[WORK TO DO] Rewrite the rows below with "single dot" changed to "single point" and every other part left as it is.

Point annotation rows
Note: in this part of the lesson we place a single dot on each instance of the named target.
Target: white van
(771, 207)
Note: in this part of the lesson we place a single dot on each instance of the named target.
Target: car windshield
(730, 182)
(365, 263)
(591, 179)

[SOLUTION]
Note: in this part of the lesson we place a single point on each instance of the named target.
Target: white van
(771, 207)
Note: in this part of the lesson we place a single point on each instance of the named target.
Target: car windshield
(730, 182)
(365, 263)
(591, 179)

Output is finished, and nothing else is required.